> [Aim]:
Please copy the stretch of items from the line containing "segment(query) segments every" through the line containing "[[32,623],[335,557],[281,431],[66,412]]", both included, without changing anything.

> [Data records]:
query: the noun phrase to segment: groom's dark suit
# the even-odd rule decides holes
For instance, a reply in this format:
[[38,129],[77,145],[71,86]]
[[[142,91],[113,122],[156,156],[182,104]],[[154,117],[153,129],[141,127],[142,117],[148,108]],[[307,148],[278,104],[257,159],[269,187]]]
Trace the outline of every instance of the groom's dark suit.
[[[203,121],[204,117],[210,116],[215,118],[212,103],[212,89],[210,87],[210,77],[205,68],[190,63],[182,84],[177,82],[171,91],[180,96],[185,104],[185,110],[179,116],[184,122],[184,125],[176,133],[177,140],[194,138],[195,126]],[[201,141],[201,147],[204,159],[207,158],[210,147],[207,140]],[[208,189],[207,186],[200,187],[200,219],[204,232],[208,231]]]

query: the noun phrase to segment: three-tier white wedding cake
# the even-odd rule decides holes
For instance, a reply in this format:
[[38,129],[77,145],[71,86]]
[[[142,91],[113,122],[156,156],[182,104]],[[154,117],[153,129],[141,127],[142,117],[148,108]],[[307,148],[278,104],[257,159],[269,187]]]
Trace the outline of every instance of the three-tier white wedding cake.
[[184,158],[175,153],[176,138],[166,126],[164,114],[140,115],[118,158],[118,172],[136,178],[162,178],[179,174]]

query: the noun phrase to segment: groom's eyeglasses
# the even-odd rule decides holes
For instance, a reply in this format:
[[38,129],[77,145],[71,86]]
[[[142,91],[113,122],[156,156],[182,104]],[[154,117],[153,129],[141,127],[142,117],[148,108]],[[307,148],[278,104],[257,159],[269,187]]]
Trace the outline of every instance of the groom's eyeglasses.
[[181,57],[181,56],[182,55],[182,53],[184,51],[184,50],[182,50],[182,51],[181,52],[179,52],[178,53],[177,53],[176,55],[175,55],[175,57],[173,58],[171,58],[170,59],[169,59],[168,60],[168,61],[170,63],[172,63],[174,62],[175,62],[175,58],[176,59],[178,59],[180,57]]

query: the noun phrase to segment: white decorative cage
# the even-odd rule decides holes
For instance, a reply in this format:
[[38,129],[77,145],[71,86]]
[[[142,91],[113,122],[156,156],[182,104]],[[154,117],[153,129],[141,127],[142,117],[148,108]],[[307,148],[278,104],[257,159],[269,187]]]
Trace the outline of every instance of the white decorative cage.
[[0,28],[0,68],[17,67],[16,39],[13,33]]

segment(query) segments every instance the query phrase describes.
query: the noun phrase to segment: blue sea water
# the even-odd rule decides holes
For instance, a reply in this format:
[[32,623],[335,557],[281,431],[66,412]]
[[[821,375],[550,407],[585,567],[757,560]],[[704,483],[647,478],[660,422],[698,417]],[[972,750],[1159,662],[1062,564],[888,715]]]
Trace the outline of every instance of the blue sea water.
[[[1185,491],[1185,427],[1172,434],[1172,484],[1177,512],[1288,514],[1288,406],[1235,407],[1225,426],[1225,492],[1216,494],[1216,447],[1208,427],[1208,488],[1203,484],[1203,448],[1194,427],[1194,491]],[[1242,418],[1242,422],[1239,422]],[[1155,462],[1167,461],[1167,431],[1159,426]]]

> [Output for this task]:
segment(query) segments every instance the query phrase describes.
query: the noun phrase to segment: blue sea water
# the even-odd rule decides holes
For instance, a reply in this format:
[[32,623],[335,557],[281,431],[66,412]]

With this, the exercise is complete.